## Goal
Report every line in the data that contains the word "lips", matching case exactly.

## Object pointing dataset rows
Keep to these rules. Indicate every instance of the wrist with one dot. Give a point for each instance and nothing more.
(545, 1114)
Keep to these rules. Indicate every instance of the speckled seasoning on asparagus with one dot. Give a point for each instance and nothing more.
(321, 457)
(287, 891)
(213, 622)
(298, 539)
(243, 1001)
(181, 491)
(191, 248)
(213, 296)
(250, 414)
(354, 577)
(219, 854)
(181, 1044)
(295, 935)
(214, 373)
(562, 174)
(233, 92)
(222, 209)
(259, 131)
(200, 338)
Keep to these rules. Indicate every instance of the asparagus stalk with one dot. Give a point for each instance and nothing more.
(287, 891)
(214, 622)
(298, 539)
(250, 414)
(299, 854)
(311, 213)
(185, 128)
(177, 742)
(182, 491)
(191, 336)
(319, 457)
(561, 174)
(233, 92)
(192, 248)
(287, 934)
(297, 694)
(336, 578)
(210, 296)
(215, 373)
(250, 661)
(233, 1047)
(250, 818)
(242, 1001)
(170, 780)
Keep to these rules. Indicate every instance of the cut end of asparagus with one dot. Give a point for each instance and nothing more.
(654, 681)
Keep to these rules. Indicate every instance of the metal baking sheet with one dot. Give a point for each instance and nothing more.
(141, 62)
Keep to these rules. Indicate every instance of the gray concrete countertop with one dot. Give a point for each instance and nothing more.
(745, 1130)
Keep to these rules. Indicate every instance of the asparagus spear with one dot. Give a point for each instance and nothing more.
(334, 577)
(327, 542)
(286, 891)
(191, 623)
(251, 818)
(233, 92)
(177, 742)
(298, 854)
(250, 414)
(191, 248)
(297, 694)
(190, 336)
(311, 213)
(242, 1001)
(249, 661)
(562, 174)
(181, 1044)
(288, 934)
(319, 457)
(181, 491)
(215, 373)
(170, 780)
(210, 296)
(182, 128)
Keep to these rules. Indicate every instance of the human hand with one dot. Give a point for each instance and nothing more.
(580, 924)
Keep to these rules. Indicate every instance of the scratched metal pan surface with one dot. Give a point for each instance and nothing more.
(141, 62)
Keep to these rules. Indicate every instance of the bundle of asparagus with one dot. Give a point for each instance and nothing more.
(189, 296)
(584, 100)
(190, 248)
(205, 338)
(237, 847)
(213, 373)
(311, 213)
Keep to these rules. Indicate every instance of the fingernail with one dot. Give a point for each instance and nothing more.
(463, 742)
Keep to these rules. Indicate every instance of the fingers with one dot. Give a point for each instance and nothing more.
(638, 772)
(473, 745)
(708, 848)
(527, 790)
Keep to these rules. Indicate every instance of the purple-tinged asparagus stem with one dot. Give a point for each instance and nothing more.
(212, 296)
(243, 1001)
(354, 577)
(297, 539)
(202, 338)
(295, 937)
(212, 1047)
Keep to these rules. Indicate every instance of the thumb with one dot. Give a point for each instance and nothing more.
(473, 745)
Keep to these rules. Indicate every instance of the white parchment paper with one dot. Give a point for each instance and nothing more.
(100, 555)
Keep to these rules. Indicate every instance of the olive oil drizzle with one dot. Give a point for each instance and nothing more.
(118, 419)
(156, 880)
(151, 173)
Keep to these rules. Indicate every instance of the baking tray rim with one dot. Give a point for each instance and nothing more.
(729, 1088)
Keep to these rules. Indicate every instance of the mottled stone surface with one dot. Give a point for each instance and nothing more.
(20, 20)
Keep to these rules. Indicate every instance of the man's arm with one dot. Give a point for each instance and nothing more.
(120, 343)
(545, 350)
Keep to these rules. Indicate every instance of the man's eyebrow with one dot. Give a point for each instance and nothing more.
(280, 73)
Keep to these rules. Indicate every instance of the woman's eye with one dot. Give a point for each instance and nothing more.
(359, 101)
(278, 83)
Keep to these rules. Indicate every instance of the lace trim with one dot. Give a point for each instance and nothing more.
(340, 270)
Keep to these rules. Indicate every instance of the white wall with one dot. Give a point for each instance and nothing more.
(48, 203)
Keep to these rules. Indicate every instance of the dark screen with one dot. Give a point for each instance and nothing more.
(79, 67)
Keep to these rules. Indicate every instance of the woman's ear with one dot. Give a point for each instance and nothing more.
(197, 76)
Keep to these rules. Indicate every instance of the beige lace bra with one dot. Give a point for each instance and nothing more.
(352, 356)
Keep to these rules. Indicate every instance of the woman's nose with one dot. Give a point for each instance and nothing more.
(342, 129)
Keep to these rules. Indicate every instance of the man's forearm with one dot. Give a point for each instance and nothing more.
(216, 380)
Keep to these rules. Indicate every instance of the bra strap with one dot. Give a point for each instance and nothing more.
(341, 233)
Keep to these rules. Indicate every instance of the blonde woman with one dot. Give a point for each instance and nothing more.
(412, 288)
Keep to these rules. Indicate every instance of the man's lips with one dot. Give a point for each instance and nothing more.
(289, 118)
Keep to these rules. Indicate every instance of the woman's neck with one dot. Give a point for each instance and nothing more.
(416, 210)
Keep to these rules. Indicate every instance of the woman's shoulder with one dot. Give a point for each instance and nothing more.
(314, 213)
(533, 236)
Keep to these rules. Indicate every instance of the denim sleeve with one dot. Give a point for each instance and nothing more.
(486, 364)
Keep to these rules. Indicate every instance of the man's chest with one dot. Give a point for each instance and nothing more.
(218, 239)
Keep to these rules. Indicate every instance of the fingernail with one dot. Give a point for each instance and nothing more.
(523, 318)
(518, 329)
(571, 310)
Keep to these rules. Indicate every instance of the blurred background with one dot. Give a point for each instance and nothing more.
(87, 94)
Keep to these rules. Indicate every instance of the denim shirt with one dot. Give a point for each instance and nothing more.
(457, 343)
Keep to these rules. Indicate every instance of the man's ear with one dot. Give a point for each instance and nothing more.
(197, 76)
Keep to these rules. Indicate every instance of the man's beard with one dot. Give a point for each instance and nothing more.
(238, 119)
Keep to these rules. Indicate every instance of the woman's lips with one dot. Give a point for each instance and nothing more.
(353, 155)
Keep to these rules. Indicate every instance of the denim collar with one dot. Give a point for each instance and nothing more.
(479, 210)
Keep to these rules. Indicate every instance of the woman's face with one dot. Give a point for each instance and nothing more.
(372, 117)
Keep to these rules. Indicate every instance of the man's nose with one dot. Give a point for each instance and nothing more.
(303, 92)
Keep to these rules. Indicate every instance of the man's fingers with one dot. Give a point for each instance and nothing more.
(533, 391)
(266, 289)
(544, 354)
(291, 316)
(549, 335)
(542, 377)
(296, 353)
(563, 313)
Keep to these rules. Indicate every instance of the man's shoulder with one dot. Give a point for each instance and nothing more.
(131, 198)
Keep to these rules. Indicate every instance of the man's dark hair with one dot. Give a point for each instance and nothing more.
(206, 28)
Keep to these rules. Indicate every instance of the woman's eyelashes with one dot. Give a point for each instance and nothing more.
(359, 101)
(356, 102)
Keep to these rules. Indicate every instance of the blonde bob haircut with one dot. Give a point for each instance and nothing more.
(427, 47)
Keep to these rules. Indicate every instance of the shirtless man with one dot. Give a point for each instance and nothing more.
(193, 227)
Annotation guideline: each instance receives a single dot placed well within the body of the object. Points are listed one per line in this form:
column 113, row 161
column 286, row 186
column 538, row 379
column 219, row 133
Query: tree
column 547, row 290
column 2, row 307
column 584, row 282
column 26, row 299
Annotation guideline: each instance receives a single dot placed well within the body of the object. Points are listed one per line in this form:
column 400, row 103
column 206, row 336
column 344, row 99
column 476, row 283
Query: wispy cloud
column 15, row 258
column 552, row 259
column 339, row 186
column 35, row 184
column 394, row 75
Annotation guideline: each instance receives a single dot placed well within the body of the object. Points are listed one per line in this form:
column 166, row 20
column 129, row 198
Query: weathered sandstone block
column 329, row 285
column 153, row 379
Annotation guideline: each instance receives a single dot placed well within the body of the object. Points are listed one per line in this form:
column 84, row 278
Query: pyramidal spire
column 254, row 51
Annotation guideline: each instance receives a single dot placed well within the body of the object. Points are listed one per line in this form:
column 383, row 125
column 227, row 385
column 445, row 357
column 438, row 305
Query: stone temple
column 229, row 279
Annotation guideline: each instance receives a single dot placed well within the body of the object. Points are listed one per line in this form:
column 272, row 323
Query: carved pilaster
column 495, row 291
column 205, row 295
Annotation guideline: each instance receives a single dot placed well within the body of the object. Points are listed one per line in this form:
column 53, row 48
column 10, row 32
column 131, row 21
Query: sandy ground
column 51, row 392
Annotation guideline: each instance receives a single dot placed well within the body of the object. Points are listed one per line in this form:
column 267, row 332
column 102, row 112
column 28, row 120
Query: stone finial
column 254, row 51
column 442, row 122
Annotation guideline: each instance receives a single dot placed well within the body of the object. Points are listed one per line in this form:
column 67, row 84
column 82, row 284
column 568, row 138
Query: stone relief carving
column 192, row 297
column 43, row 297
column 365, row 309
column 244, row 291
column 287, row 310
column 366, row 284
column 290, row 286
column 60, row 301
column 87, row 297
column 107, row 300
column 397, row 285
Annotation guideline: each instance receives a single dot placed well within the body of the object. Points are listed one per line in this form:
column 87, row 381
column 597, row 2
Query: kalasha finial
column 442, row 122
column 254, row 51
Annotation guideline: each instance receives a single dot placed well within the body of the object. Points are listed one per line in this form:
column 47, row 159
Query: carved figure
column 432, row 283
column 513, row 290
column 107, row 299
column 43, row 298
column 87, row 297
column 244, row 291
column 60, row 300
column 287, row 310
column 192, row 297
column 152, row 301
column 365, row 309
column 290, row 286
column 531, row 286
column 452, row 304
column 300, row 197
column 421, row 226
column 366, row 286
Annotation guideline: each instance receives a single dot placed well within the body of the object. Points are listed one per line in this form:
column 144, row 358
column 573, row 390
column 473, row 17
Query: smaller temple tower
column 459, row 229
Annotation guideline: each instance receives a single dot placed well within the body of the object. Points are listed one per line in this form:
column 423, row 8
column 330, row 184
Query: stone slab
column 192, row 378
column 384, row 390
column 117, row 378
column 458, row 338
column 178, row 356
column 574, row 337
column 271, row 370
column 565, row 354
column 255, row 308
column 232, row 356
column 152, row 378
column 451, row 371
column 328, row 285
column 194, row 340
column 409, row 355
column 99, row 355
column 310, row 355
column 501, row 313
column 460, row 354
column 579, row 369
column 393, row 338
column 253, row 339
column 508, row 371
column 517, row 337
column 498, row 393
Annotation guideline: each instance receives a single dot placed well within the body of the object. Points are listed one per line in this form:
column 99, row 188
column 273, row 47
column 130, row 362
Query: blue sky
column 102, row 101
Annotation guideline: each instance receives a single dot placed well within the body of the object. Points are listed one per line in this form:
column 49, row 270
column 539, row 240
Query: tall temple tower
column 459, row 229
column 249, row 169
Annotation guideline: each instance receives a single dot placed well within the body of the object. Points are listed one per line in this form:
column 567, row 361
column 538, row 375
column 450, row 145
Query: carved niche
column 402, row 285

## Correct answer
Keep to these rules. Indicate every instance of the man's lips with one dot. Give a point for each instance and nothing more.
Keep to these rules. Indicate every instance of the woman's lips with one dot. Give a point for each instance and nothing more.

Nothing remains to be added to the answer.